Une nuit à Marseille, dans un foyer de SDF
Je voulais vivre cette expérience, ressentir ce que ressentent les sans-abris de Marseille. Dans l’idéee de pouvoir, à terme, trouver comment La Grande Famille pourrait tisser du lien dans cet endroit sordide appelé « foyer ». Vittorio était partant, nous y sommes allés ensemble.
Arrivés à 17h à La Madrague, le gardien de l’entrée nous explique qu’il nous faudra joindre « Le 115 » par téléphone pour passer la nuit à l’abri. Seul « Le 115 » peut attribuer des places. Nous appelons toutes les 10 minutes: "-toutes les lignes sont actuellement occupées". Un type acueilli nous explique « -le 115, c’est très dur moralement, des fois il faut appeler toute la journée pour que quelqu’un décroche » . Par chance Akim (le gardien) enfreint la règle en nous laissant rentrer manger au chaud « -prenez votre temps pour manger, jusqu’à ce que vous ayez eu Le 115 ». Nous sortons un jeu d’échec, plusieurs personnes, amusées viennent regarder la partie, donner leur avis sur les coups à jouer. Normalement on ne joue pas dans le réfectoire mais nous créons l’exception.
A 20h30, enfin, "Le 115" décroche le téléphone pour nous informer que 310 personnes sont présentent ce soir à la Madrague pour y dormir. C’est complet ! Une navette du SAMU social vient nous chercher. Deux types nous emmènent dans des locaux désafectés ouverts spécialement, en effet avec le froid il y a eu une 10aine de morts en France cet hiver.

▬▬▬▬▬▬

CONSIGNES ▸
1) Dans le texte fourni, recopiez le passage de « Une nuit à Marseille, dans » à « sommes allés ensemble. » en remplaçant « expérience » par « aventure ».
2) D'après le texte fourni, combien de personnes sont présentes ce soir-là à la Madrague pour y dormir ?

▬▬▬▬▬▬

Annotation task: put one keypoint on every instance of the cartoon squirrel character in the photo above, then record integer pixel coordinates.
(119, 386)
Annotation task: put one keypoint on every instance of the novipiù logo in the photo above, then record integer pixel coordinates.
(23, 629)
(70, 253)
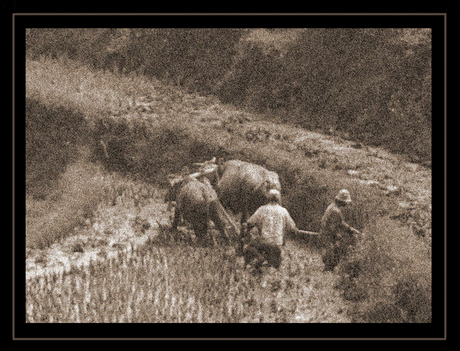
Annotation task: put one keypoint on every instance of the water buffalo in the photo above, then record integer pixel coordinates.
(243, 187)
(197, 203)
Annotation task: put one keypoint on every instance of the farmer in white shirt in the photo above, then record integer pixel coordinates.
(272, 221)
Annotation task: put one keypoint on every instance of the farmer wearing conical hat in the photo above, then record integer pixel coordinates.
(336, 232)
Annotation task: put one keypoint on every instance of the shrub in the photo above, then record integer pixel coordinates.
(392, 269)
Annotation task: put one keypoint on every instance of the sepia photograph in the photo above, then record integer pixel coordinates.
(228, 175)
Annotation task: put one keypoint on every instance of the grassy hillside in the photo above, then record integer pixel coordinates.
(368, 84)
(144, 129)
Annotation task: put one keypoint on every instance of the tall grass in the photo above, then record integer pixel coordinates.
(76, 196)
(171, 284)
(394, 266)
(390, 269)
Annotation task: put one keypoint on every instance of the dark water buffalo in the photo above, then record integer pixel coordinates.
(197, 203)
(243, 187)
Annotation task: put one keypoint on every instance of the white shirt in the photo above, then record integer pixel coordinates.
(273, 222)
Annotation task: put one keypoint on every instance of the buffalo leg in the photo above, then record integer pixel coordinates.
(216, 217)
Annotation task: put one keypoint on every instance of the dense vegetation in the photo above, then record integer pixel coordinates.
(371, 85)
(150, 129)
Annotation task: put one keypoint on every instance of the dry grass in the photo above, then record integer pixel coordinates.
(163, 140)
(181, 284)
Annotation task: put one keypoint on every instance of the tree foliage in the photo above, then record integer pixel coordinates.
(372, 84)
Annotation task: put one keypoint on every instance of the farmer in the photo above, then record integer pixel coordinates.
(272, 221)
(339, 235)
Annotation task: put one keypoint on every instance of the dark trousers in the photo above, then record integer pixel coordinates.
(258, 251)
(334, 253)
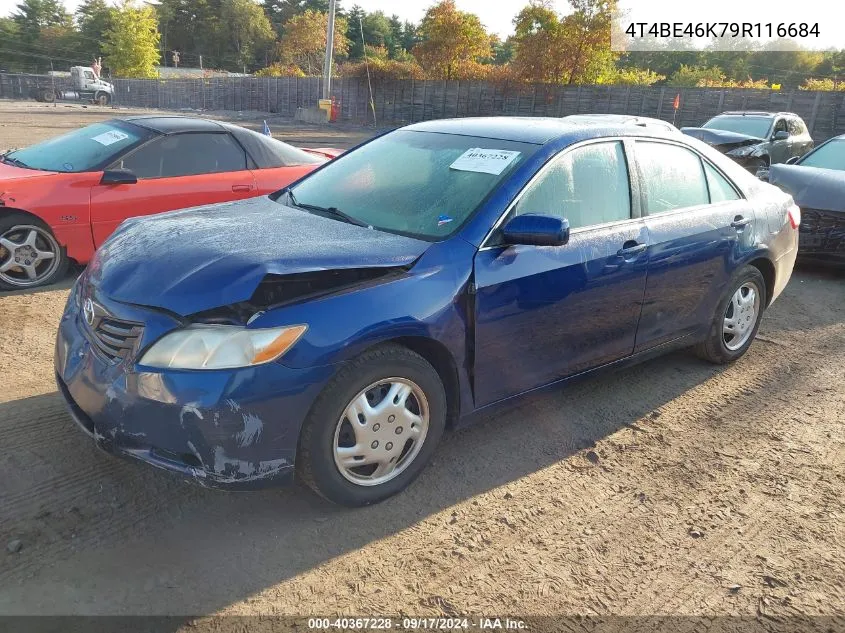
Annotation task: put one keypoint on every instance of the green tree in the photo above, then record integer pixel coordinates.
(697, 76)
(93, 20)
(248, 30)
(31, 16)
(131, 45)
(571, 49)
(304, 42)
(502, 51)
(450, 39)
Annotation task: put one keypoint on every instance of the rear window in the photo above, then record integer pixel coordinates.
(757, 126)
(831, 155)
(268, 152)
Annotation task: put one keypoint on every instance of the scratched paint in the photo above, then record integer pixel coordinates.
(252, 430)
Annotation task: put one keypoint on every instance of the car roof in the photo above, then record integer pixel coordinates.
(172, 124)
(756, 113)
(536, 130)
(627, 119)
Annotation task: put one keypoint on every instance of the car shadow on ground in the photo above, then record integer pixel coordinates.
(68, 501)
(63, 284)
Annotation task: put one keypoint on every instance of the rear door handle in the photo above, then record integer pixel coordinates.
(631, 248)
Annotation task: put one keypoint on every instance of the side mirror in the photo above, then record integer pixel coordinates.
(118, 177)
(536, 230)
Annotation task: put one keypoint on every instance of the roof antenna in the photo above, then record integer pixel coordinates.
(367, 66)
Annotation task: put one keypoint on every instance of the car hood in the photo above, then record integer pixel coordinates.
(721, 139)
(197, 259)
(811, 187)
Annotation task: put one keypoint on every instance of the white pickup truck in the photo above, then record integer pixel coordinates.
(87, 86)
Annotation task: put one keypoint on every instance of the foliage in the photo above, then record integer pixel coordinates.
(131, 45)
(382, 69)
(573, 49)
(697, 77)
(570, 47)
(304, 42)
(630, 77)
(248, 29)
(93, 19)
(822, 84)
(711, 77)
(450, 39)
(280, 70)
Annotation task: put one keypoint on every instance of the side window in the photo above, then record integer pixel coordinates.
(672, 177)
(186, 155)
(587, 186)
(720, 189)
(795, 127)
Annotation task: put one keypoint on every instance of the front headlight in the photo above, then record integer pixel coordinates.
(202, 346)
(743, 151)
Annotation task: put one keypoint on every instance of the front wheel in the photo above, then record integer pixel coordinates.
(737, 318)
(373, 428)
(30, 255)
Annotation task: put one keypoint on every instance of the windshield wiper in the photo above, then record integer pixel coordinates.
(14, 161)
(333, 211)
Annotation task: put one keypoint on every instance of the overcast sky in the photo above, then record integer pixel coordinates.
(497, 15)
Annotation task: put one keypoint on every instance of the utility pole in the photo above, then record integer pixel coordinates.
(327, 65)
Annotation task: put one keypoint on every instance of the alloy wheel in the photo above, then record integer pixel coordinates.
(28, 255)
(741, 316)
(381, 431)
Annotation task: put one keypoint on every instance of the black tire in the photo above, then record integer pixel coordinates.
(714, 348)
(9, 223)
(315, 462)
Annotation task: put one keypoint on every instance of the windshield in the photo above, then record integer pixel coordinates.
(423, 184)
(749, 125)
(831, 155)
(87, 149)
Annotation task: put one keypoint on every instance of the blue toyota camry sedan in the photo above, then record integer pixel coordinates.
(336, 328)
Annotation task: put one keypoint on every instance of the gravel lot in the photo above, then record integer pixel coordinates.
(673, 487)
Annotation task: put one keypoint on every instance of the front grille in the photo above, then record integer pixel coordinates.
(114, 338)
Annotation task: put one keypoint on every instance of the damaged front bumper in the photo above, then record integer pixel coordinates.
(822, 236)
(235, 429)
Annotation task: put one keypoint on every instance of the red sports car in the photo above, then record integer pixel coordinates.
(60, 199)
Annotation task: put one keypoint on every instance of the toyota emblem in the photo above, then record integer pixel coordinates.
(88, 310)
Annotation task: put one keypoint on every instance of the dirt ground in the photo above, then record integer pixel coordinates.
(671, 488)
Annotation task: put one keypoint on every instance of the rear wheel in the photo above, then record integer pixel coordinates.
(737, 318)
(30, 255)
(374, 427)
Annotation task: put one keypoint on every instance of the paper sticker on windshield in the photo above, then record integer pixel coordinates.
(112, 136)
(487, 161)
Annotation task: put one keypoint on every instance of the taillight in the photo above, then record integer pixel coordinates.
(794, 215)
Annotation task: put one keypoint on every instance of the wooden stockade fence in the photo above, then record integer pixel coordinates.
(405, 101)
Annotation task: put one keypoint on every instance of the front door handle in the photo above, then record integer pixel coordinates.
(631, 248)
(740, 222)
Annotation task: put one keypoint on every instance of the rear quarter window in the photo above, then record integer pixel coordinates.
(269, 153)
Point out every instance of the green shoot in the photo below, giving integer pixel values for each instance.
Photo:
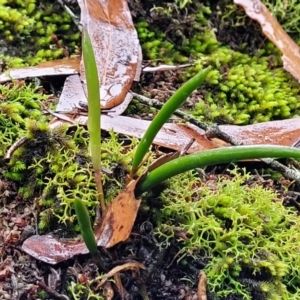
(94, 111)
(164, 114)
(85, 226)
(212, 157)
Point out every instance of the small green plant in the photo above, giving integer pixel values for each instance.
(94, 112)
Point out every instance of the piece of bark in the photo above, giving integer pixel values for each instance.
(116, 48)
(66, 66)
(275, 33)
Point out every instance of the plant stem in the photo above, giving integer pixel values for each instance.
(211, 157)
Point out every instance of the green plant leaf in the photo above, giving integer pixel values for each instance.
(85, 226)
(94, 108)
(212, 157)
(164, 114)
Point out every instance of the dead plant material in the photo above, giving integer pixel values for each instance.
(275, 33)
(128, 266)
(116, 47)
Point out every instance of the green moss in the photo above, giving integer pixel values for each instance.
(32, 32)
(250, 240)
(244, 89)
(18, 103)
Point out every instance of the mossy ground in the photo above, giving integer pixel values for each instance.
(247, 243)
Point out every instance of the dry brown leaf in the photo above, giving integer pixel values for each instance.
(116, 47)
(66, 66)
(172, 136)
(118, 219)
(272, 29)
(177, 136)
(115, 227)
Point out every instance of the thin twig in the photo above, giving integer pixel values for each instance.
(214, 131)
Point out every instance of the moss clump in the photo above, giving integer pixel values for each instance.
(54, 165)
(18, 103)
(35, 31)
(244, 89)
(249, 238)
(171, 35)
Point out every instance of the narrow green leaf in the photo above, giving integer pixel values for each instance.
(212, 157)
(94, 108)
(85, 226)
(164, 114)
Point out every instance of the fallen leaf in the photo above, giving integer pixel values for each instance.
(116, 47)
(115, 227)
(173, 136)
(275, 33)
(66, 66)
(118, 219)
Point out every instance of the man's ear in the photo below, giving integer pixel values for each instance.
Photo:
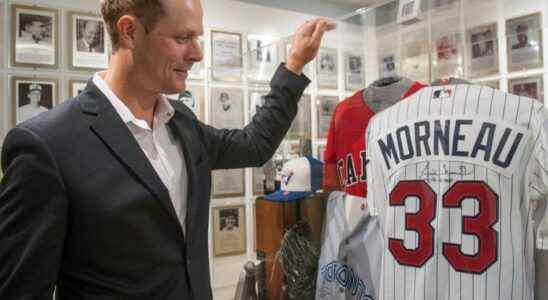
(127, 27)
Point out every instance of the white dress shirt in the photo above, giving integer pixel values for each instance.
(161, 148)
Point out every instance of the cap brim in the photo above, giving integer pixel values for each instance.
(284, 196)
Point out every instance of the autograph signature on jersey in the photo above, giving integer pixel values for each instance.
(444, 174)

▬▬▬▬▬▬

SOLUTIONS ▸
1)
Une nuit à Marseille, dans un foyer de SDF
Je voulais vivre cette aventure, ressentir ce que ressentent les sans-abris de Marseille. Dans l’idéee de pouvoir, à terme, trouver comment La Grande Famille pourrait tisser du lien dans cet endroit sordide appelé « foyer ». Vittorio était partant, nous y sommes allés ensemble.

2) 310 personnes.